Problem description: Leave out the pictures and return every entry exactly as it appears.

========================

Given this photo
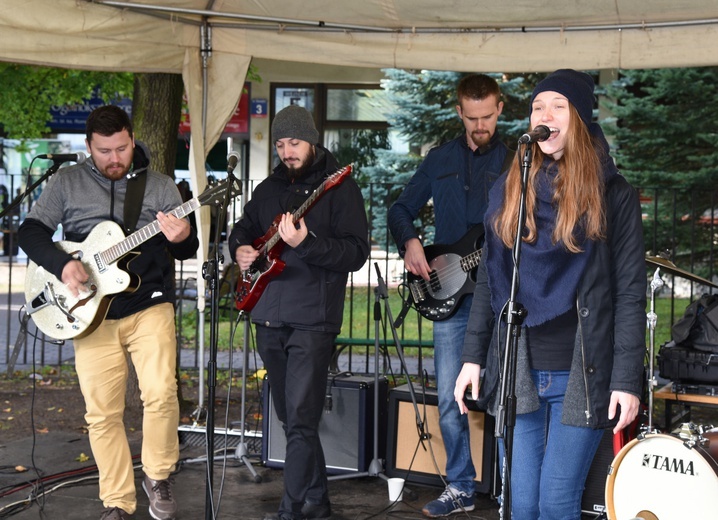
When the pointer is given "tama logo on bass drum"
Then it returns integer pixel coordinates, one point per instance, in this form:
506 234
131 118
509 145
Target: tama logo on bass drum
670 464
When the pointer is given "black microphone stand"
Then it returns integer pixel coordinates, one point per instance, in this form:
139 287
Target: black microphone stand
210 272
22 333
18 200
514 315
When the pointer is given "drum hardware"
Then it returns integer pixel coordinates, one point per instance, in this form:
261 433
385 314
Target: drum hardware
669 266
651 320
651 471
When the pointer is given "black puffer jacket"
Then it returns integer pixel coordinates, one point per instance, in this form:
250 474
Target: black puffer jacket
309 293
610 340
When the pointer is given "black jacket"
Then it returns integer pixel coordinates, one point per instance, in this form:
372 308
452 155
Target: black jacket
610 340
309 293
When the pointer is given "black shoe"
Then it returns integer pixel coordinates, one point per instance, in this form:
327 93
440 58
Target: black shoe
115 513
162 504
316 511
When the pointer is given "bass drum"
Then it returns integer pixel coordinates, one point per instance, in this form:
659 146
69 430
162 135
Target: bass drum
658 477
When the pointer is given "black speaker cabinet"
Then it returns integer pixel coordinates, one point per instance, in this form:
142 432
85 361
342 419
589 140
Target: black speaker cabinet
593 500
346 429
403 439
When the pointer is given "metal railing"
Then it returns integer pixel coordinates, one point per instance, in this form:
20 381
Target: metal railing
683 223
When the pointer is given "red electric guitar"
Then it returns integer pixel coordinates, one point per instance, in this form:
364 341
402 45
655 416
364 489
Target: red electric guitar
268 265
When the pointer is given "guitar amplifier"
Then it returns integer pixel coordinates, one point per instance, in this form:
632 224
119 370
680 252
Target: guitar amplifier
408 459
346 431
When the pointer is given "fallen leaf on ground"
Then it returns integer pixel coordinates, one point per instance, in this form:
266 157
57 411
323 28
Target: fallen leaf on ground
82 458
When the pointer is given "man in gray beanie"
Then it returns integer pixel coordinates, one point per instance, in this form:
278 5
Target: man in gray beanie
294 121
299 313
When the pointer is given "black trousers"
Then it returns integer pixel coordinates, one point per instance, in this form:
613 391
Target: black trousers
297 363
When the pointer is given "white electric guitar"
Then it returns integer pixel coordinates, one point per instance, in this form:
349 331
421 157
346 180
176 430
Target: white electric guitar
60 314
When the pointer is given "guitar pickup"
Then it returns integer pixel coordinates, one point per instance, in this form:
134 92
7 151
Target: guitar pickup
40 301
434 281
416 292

========================

Exercise output:
Given this photo
When the pointer is given "tama logo on bass drum"
Then it returns integer pixel coordinates, one point per instance, in this form:
506 234
131 118
509 145
Target: tama logo on bass drum
670 464
When the pointer is given "black microphone stand"
Then it returns integer pixel coordinates, one point per instance, in this form:
139 287
Target: black microphone stand
210 272
22 333
18 200
514 315
When the pointer is given "drum hardware"
Then it returns integer pixel coordinates, one point per instance, in this form:
261 433
385 314
Target: drum hardware
669 266
651 320
651 471
When the pointer is given "black puffer jacket"
Then it returns integer pixel coordinates, one point per instance, in this form:
250 474
Target: black puffer jacket
309 293
610 340
When the pointer is given "black jacket"
Then it returns integer pixel coordinates, one point per instance, in this form:
372 308
452 155
Target: black jacket
610 340
309 293
When the pointer is given "black shoe"
Then it returns integer pixel coordinates, one point per instance, in this form:
327 93
440 58
Target: black shoe
115 513
162 504
316 511
When the pointer is given "bass drum"
Then it returns integer pixel coordinates, one point per instance, in this form:
659 146
69 430
162 135
Target: bass drum
658 477
When the pointer is given "black speaker cabinet"
Then it returns integer pixel coordinates, one point per instance, in this form:
142 432
85 361
342 419
589 140
Target: black speaker cabinet
593 500
346 429
403 439
When the pointer is given "metal railing"
Then it returns integer pixel coordinates, one point per instance, in this form:
20 381
Target: metal railing
683 223
When the pointer is given "red electric guitar"
Then it returns integer pixel coordinates, one point per instance, in this form:
364 341
402 45
655 416
364 489
Target: red electric guitar
268 265
When the pointer is given "guitar amplifier"
Then it returns integer pixel coordinates, one point per instance, in this form:
632 224
119 370
680 252
Target: guitar amplifier
408 459
346 431
When the pointer is given "fallen leaf on ground"
Then it returns integer pixel coordinates, one point per instance, in this form:
266 157
57 411
323 28
Target: fallen leaf on ground
82 458
When the pointer is given "man in gray beanie"
Then it returns integer pixel coordinates, one point per instance, in this form:
278 5
Target: man in gray beanie
294 121
299 313
When the pointer is given "black trousers"
Then it returns integer pixel coordinates, one point per instance, in this form:
613 391
Target: black trousers
297 363
When the pointer is given "white electric guitar"
Then it returns integer pixel coordinates, one point per instance, in this form:
349 331
421 157
346 180
176 430
Target: white electric guitar
60 314
When the pointer is given "guitar pickup"
Then it returns integer pixel coordinates, one point per instance, in this form:
134 92
7 151
Target: guitar pickup
40 301
434 281
416 292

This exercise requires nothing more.